# [EXERCISE OBJECTIVE]
Beginning with the line containing "Reading the photograph above, identify the blue" and ending with the last line of the records, set down every line exactly.

(Excerpts of bounding box data)
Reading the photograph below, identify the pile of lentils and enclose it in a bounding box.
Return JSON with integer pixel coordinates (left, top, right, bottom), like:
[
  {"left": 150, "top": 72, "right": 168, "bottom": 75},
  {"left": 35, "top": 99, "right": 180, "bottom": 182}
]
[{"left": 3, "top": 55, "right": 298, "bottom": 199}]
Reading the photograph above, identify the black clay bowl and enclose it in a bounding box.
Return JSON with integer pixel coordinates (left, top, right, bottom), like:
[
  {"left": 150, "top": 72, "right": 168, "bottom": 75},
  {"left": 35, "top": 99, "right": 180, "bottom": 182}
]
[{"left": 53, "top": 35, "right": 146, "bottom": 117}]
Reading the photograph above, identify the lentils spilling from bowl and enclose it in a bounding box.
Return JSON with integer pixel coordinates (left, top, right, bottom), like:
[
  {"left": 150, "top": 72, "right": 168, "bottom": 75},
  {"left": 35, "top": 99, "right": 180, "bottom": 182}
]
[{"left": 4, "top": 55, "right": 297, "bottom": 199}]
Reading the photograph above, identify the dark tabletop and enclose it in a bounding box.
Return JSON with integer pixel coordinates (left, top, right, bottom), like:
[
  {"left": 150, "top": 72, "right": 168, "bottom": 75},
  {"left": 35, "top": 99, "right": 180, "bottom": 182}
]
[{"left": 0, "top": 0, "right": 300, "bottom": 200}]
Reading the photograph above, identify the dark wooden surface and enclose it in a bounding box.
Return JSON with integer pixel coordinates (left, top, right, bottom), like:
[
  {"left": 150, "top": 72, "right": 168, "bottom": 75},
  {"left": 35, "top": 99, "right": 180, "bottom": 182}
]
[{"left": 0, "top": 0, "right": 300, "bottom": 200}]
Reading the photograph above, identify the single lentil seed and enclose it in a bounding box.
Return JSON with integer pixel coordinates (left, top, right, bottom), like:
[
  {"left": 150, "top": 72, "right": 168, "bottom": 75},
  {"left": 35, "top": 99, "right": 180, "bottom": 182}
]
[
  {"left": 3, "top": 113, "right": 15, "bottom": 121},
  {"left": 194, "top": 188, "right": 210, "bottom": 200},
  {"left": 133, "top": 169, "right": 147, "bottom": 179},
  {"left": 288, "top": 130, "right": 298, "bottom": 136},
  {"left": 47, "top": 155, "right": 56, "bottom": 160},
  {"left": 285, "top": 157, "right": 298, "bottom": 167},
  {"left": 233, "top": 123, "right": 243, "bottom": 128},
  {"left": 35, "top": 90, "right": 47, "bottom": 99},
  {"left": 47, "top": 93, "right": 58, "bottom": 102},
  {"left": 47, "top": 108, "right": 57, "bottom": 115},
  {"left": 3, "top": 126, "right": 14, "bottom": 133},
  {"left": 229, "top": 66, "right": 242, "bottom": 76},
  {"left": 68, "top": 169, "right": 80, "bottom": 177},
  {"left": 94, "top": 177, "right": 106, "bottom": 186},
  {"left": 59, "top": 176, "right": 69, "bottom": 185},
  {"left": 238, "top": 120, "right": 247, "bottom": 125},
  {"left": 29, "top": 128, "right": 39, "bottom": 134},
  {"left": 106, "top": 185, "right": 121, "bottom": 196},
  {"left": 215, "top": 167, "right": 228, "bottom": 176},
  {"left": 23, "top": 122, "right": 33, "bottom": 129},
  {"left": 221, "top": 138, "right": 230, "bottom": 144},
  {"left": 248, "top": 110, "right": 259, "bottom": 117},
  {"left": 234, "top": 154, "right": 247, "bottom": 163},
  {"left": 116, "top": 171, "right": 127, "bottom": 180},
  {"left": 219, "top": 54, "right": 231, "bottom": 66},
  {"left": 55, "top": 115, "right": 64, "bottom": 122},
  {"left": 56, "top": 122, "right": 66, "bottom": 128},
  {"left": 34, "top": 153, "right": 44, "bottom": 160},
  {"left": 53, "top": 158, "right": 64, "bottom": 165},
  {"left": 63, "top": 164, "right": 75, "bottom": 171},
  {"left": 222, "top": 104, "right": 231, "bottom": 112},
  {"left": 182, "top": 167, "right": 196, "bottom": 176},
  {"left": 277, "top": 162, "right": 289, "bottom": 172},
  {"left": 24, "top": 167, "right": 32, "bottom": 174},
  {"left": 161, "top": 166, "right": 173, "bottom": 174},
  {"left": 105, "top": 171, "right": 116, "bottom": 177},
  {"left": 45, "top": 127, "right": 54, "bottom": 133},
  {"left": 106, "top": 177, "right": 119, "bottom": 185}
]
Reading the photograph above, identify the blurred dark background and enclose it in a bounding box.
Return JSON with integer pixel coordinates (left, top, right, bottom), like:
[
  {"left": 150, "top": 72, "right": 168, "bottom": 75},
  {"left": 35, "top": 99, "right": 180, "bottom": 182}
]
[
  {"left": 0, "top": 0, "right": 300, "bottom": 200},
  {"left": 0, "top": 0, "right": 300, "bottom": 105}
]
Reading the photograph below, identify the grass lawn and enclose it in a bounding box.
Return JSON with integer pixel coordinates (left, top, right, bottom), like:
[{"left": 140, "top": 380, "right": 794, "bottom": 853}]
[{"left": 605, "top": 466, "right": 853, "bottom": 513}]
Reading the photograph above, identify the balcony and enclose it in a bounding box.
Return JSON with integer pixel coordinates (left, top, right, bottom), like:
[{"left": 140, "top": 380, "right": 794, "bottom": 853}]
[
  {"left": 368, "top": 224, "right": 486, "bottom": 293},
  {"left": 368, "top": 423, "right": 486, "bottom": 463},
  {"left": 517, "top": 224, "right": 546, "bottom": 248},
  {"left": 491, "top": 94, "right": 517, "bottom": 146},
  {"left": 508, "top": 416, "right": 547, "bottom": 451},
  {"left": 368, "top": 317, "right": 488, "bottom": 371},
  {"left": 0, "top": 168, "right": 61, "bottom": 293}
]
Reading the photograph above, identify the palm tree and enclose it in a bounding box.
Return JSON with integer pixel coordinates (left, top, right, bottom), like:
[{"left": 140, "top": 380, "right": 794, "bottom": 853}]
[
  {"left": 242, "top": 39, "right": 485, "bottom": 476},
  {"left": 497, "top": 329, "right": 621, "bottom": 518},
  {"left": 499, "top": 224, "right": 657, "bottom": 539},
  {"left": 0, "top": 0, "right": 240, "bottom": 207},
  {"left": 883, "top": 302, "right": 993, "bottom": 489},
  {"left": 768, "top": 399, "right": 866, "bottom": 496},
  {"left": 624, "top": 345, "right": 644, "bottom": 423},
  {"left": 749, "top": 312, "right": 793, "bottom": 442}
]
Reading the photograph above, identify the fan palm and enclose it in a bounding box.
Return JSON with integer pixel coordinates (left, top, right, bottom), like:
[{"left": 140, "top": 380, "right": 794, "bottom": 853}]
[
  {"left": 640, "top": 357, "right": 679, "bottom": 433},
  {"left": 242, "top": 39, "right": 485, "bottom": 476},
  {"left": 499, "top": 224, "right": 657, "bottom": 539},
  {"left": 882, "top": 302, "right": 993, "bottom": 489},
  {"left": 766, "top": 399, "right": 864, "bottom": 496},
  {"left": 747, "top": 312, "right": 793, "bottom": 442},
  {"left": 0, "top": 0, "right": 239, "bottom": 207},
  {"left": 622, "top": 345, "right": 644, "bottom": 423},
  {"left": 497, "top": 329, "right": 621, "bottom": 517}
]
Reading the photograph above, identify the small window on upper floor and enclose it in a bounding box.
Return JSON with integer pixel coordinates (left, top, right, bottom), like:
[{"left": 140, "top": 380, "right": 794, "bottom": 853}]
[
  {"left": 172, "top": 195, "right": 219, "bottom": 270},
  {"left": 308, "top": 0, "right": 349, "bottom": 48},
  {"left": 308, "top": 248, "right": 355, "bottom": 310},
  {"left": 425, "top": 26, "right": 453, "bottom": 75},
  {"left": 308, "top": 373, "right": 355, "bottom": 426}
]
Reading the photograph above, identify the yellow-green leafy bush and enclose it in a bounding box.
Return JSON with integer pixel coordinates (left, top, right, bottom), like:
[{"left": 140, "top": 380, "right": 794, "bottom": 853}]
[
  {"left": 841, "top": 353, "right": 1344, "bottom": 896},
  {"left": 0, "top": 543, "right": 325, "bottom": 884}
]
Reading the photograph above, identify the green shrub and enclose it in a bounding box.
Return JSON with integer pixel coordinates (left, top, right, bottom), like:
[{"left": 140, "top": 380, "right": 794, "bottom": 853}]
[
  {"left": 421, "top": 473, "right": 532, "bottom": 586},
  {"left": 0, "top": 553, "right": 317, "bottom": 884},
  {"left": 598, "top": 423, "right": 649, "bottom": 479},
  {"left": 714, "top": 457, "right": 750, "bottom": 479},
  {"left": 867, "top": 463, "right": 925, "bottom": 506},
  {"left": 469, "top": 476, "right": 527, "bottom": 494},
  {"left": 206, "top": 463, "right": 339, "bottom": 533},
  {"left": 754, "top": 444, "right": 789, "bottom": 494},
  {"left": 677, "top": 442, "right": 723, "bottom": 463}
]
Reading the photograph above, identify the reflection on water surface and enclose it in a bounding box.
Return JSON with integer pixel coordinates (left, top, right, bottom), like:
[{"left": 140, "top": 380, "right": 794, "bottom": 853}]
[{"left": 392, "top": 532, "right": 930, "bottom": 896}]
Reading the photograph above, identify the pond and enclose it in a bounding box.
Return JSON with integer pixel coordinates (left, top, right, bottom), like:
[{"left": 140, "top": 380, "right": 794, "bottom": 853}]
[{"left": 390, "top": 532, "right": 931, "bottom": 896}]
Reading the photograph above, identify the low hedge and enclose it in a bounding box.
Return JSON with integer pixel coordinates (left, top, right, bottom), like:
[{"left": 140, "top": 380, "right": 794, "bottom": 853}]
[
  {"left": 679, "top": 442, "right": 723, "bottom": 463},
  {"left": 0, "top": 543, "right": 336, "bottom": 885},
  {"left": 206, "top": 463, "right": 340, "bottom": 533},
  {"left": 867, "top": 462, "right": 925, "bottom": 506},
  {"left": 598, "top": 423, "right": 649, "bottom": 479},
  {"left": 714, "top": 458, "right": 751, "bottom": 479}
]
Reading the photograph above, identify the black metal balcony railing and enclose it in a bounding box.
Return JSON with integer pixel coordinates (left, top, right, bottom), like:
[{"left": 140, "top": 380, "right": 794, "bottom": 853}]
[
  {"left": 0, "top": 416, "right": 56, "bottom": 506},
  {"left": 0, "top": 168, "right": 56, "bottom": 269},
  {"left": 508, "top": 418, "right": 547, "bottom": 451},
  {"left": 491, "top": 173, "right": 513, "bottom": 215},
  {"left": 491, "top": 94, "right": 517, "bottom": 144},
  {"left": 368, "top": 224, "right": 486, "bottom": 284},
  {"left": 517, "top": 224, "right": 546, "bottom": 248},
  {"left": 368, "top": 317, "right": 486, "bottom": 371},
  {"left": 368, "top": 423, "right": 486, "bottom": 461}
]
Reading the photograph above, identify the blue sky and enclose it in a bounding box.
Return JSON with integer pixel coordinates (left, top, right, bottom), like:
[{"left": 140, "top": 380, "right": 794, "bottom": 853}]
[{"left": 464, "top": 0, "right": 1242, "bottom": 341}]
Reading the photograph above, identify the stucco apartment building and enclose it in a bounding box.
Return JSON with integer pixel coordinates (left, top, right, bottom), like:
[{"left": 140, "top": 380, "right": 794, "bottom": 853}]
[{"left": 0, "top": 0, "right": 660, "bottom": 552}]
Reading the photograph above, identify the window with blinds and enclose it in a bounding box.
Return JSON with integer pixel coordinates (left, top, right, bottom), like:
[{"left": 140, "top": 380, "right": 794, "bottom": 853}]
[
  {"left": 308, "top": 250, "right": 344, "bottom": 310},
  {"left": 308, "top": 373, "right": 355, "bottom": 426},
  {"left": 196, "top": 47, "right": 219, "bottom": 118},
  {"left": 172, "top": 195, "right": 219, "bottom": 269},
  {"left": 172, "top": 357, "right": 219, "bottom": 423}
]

# [ANSWER IN FULL]
Reading the photograph above, identify the blue sky and enclose it in a bounding box.
Return JSON with integer pixel coordinates (left, top, right, bottom), like:
[{"left": 140, "top": 380, "right": 794, "bottom": 853}]
[{"left": 464, "top": 0, "right": 1242, "bottom": 341}]
Reading the photograph above, identify the stucco apartment building and enclose it in a bounding box.
Return JSON with integer pixel coordinates (left, top, right, bottom), like:
[{"left": 140, "top": 380, "right": 794, "bottom": 853}]
[{"left": 0, "top": 0, "right": 660, "bottom": 552}]
Reading the photograph above, identify the window with blinds and enclose it in a bounding box.
Return JSON with integer pixel coordinates (left, top, right, bottom), like:
[{"left": 140, "top": 380, "right": 794, "bottom": 853}]
[
  {"left": 308, "top": 250, "right": 344, "bottom": 310},
  {"left": 308, "top": 373, "right": 355, "bottom": 426},
  {"left": 196, "top": 47, "right": 219, "bottom": 118},
  {"left": 172, "top": 195, "right": 219, "bottom": 269},
  {"left": 172, "top": 357, "right": 219, "bottom": 423}
]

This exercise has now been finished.